Data for this exercise:
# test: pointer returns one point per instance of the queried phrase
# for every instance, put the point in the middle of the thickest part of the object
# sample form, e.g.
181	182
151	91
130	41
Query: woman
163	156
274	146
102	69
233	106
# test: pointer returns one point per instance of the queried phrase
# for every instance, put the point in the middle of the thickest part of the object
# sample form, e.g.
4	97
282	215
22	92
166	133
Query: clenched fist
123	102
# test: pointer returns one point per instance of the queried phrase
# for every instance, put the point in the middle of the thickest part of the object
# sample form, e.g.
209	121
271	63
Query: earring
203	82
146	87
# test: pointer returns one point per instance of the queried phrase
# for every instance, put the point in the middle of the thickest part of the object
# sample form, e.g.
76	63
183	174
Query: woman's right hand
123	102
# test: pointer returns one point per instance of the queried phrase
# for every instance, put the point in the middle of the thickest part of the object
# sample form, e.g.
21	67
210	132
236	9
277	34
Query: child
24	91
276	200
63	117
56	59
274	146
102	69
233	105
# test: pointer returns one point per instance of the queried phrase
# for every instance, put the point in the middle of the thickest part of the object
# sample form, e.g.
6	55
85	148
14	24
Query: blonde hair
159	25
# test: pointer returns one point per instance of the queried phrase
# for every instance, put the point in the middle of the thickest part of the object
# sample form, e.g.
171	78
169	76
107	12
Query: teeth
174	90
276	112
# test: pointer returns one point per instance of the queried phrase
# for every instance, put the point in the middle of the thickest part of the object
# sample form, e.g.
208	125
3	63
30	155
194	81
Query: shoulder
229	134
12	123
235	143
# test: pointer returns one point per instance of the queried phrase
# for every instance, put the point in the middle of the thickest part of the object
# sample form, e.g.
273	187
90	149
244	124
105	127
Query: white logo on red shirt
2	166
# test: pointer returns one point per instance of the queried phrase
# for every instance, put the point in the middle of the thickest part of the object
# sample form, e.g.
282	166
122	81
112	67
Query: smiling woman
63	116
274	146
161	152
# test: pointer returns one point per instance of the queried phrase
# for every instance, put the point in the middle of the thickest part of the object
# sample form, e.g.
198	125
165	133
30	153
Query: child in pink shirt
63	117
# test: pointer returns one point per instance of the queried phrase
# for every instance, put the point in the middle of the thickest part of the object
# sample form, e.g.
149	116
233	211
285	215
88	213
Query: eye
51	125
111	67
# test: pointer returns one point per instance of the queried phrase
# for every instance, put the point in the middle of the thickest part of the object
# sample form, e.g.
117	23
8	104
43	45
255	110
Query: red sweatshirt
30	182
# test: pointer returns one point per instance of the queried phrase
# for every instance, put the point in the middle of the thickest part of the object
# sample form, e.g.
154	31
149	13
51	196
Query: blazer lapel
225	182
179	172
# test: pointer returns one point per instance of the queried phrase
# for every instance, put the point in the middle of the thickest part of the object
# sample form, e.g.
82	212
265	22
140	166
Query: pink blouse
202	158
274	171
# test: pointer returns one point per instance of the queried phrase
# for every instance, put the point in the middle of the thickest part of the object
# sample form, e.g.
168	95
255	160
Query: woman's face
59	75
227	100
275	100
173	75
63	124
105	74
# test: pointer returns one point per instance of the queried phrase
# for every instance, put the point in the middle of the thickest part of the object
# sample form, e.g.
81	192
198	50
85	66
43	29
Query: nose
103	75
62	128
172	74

Request:
Print the complete listing again, exactly as it stands.

Answer below:
# test: pointer returns one point per instance of the queried phrase
# for every instance, put the point in the middle of the thickest part of the object
# sample form, e.g.
181	182
151	91
130	41
Query: woman
163	156
274	146
102	69
233	106
# test: pointer returns one point per instance of the queried phrase
# for every instance, put the point in the middle of the thickest part of the object
# sample form, e.g.
4	97
282	215
22	92
166	133
Query: clenched fist
123	102
# test: pointer returns one point per instance of the queried phrase
# for every instance, put the point in the middle of the thickest part of the object
# sample form, e.g.
209	121
271	63
Query: earring
203	82
146	87
# test: pointer returns one point per instance of the queried phrase
# for every instance, put the point in the middle of the thickest part of the object
# sample form, e.g.
76	63
183	174
Query: woman's right hand
123	102
# test: pointer returns one point per instance of the queried phrase
# for every instance, put the point in the middle of the thickest part of the object
# sample form, e.g.
21	67
210	132
236	9
277	34
Query: child
24	91
276	200
63	117
56	59
274	146
102	69
233	105
# test: pointer returns one point per instance of the queried phrase
# for every instance, put the point in the middle of the thickest part of the object
# sample form, e.g.
6	55
85	148
14	24
Query: blonde hair
159	25
# test: pointer returns one point per instance of the queried phrase
# for every instance, put the point in the middle of the thickest part of the object
# sample form, e.g.
171	78
169	76
107	12
Query: teeth
174	90
276	112
# test: pointer returns one point per instance of the queried phrase
# for every instance, put the point in the middle of the thickest part of the object
# sample form, e.g.
208	125
3	63
30	155
194	81
Query: shoulder
229	134
12	123
235	143
# test: pointer returns one point per instance of the queried phrase
# for every instance, put the point in the middle of the thickest part of the object
# sample form, e.g.
273	187
90	149
244	124
105	127
Query: white logo on red shirt
2	166
# test: pointer returns one point per instance of the queried phrase
# for every instance, put the point in the middle of the thickest part of the object
# sample form, e.g.
282	166
122	81
112	67
Query: smiling woman
63	116
274	146
161	152
# test: pointer returns one point per instance of the queried phrase
# for every instance, put the point in the middle of the thickest part of the object
# sample form, e.g.
198	125
165	133
30	153
Query: child in pink shirt
63	117
# test: pointer returns one point per instance of the queried phrase
# for every instance, put the point in the middle of the thickest part of the object
# sample form, e.g.
149	116
233	211
285	215
88	213
Query: eye
51	125
111	67
# test: pointer returns one point per instance of the queried phrase
# for every instance, put the point in the middle of the thickest part of the object
# sample form, e.g.
117	23
8	104
43	45
255	110
Query: red sweatshirt
30	182
# test: pointer returns one point per instance of the queried phrase
# for every instance, put the point in the middle of the thickest part of the object
# sample form, e.g.
154	31
149	13
51	196
Query: blazer lapel
225	182
179	172
# test: pointer returns one point per instance of the queried phrase
# for every instance, put the point in the middle of the thickest part of the object
# sample form, e.g.
82	212
265	22
140	166
Query: pink blouse
202	158
274	171
# test: pointer returns one point per instance of the queried phrase
# for every instance, put the point in the middle of the thickest part of the object
# sample form, e.g.
168	95
255	160
Query: woman's face
59	75
227	100
275	100
173	75
63	124
105	74
# test: pointer returns one point per instance of the queried phrase
# for every instance, put the point in the middle of the thickest part of the object
# sample form, e.g.
81	192
198	50
85	66
43	29
Query: nose
103	75
62	128
172	74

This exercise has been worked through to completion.